TASK LIST:
a) List the three steps that the passage on custom regression loss gives for the whole process.
b) Quote the passage on custom regression loss word for word, from "df = sns.load_dataset('tips')" up to and including "y_pred = model.predict(X_test)".

SOURCE PASSAGE:
--- Begin ---
Regression (L2 Loss)

Let’s start with the simpler problem: regression. The entire process is three-fold:

Calculate the first- and second-order derivatives of the objective function
Implement two functions; One returns the derivatives and the other returns the loss itself
Specify the defined functions in lgb.train()

Calculating Derivatives

Like Newton’s method, modern GBDT algorithms utilize the 2nd-order derivative as well as the gradient to create new branches. So, we need to calculate the first- and second-order derivatives. Let $t$ denote the ground truth and $y$ denote the model’s prediction, and we get:

\mathcal{L}(y,t) = \frac{1}{2}(y-t)^2

\frac{\partial \mathcal{L}(y,t)}{\partial y} = y-t

\frac{\partial^2 \mathcal{L}(y,t)}{\partial y^2} = 1

Implementation

We need to define two functions. One returns the first- and second-order derivatives and is used to train the model. The other is a metric function, which returns the name of the loss function, the loss value, and whether a higher value is desirable or not. This is used for early stopping, learning curve plot, and so on.

def l2_loss(y, data):
    t = data.get_label()
    grad = y - t 
    hess = np.ones_like(y)
    return grad, hess

def l2_eval(y, data):
    t = data.get_label()
    loss = (y - t) ** 2 
    return 'l2', loss.mean(), False

Note: The second-order derivative that we consider here is a vector of the same shape as the gradient and not a matrix, but it is conventionally called Hessian.

Comparison to Built-in Objective

Next, I checked if the custom function is valid or not by comparing it to the result from the built-in loss function. Here I used the “tips” dataset as an example.

df = sns.load_dataset('tips')
X_train, X_test, y_train, y_test = train_test_split(df.drop(['total_bill'], axis=1), df['total_bill'], random_state=0)
lgb_train = lgb.Dataset(X_train, y_train)

# Using built-in objective
lgbm_params = {
    'objective': 'regression',
    'random_seed': 0
    }
model = lgb.train(lgbm_params, 
                  lgb_train)
y_pred = model.predict(X_test)
print(mean_squared_error(y_test, y_pred))
--- End ---
EXTRACTED ENTRIES:
--- Begin ---
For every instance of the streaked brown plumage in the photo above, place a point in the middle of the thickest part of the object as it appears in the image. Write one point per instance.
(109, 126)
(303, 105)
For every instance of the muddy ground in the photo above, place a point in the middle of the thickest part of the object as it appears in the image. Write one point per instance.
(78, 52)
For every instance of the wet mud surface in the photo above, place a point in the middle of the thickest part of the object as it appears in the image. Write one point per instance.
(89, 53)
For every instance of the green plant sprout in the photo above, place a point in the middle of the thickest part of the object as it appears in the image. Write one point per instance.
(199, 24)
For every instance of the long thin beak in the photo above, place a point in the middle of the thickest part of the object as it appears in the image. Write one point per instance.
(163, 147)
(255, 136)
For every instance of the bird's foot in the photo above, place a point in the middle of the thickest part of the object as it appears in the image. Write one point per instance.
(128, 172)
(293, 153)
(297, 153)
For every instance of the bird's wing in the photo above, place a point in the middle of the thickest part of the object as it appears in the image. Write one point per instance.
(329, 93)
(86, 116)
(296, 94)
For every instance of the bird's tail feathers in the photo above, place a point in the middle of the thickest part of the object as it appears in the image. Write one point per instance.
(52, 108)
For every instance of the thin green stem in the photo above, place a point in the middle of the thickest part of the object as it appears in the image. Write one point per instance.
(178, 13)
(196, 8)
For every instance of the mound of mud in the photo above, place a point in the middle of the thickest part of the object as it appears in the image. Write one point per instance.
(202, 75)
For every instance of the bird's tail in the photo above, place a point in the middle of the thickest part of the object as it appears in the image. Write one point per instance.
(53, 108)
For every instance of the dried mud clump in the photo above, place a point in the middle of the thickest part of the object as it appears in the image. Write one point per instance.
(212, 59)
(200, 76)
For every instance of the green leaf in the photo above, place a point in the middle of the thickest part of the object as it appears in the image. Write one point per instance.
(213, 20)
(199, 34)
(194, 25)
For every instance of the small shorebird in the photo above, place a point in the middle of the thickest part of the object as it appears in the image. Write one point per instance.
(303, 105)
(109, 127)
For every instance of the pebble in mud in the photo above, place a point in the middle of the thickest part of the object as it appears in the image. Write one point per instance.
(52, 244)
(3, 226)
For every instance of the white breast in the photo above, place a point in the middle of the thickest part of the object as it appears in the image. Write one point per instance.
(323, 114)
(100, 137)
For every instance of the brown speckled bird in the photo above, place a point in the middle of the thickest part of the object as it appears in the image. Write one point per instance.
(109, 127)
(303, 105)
--- End ---
ANSWERS GIVEN:
a)
1. Calculate the first- and second-order derivatives of the objective function
2. Implement two functions; One returns the derivatives and the other returns the loss itself
3. Specify the defined functions in lgb.train()

b)
df = sns.load_dataset('tips')
X_train, X_test, y_train, y_test = train_test_split(df.drop(['total_bill'], axis=1), df['total_bill'], random_state=0)
lgb_train = lgb.Dataset(X_train, y_train)

# Using built-in objective
lgbm_params = {
    'objective': 'regression',
    'random_seed': 0
    }
model = lgb.train(lgbm_params, 
                  lgb_train)
y_pred = model.predict(X_test)